### PROBLEM TO WORK ON
Read the records and write them out again exactly.

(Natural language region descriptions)
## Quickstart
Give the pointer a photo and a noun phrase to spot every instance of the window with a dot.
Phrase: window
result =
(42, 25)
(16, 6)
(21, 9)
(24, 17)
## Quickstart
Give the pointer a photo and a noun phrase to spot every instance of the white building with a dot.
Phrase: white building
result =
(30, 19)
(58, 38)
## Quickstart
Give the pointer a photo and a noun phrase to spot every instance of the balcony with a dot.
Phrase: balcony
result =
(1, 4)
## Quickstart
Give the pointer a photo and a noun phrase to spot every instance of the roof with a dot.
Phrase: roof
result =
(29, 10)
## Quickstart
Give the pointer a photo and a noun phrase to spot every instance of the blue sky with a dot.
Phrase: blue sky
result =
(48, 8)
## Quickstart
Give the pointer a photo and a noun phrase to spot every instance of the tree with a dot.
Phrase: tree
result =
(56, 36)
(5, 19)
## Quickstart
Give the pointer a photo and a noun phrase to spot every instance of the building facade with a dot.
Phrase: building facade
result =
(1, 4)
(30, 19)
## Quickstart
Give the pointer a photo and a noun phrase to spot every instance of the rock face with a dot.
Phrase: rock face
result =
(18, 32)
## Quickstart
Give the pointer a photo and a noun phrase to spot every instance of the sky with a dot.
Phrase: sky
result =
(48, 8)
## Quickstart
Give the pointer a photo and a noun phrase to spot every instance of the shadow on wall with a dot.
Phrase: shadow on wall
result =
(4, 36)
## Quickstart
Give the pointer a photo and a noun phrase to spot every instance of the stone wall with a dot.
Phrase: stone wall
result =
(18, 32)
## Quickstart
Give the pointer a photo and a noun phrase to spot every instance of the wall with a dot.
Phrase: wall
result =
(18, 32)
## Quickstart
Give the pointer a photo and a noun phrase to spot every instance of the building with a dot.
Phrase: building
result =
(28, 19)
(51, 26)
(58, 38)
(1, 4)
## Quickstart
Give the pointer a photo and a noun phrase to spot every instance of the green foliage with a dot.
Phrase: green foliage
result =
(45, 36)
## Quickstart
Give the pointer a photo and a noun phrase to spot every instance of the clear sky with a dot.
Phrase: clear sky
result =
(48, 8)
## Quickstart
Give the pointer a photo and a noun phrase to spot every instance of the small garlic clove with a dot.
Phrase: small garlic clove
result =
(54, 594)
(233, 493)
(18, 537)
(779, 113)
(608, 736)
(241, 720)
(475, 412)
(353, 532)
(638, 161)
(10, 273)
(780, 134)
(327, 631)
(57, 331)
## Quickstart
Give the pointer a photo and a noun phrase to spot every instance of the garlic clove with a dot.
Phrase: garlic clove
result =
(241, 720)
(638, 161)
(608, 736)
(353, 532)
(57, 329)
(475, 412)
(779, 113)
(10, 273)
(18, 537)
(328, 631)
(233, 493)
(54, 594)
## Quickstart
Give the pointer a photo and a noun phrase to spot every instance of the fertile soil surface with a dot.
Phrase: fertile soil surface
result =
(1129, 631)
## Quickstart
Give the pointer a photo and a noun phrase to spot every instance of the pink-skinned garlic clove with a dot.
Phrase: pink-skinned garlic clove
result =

### SOLUTION
## Quickstart
Give the pointer a photo and a noun phrase to spot every instance of the window with a dot.
Phrase: window
result =
(42, 25)
(16, 6)
(21, 9)
(24, 17)
## Quickstart
Give the pointer a photo and a noun phrase to spot every instance of the white building with a dot.
Phrase: white building
result =
(30, 19)
(58, 38)
## Quickstart
Give the pointer a photo and a noun phrase to spot every instance of the balcony with a dot.
Phrase: balcony
result =
(1, 4)
## Quickstart
Give the pointer a photo and a noun phrase to spot every instance of the roof with a dot.
Phrase: roof
result =
(29, 10)
## Quickstart
Give the pointer a photo and a noun phrase to spot every instance of the blue sky with a dot.
Phrase: blue sky
result =
(48, 8)
## Quickstart
Give the pointer a photo and a noun phrase to spot every instance of the tree with a dot.
Phrase: tree
result =
(56, 36)
(5, 19)
## Quickstart
Give the pointer a photo and a noun phrase to spot every instance of the building facade with a dot.
Phrase: building facade
result =
(1, 4)
(30, 19)
## Quickstart
Give the pointer a photo and a noun phrase to spot every instance of the rock face with a dot.
Phrase: rock face
result =
(18, 32)
## Quickstart
Give the pointer a photo and a noun phrase to spot every instance of the sky with a dot.
Phrase: sky
result =
(48, 8)
## Quickstart
Give the pointer a photo and a noun phrase to spot every instance of the shadow on wall with a dot.
Phrase: shadow on wall
result =
(4, 36)
## Quickstart
Give the pointer a photo and a noun phrase to spot every instance of the stone wall with a dot.
Phrase: stone wall
result =
(18, 32)
## Quickstart
Give the pointer a photo and a noun phrase to spot every instance of the wall with a dot.
Phrase: wall
result =
(18, 32)
## Quickstart
Give the pointer a photo and a noun phrase to spot every instance of the building with a dot.
Phrase: building
result =
(28, 19)
(51, 26)
(58, 38)
(1, 4)
## Quickstart
Give the pointer a photo and a noun phrase to spot every instance of the green foliage with a dot.
Phrase: green foliage
result =
(45, 36)
## Quickstart
Give the pointer a photo and a noun phrase to spot every instance of the clear sky with a dot.
Phrase: clear sky
result =
(48, 8)
## Quickstart
Give the pointer a photo and a noun phrase to spot every instance of the small garlic clove with a dot.
Phrase: small garlic clove
result =
(54, 594)
(233, 493)
(18, 537)
(779, 113)
(608, 736)
(241, 720)
(475, 412)
(353, 532)
(638, 161)
(10, 273)
(780, 134)
(327, 631)
(57, 331)
## Quickstart
Give the pointer a photo and a noun phrase to spot every instance of the garlic clove with a dot.
Phrase: garlic clove
result =
(241, 720)
(638, 161)
(608, 736)
(353, 532)
(57, 329)
(475, 412)
(779, 113)
(10, 273)
(18, 537)
(328, 631)
(233, 493)
(54, 594)
## Quickstart
Give the pointer a photo and a noun phrase to spot every instance of the fertile soil surface with a dot.
Phrase: fertile soil surface
result =
(1129, 631)
## Quickstart
Give the pointer a photo and a noun phrase to spot every instance of the pink-skinned garlic clove with a dot.
Phrase: pink-skinned garlic clove
result =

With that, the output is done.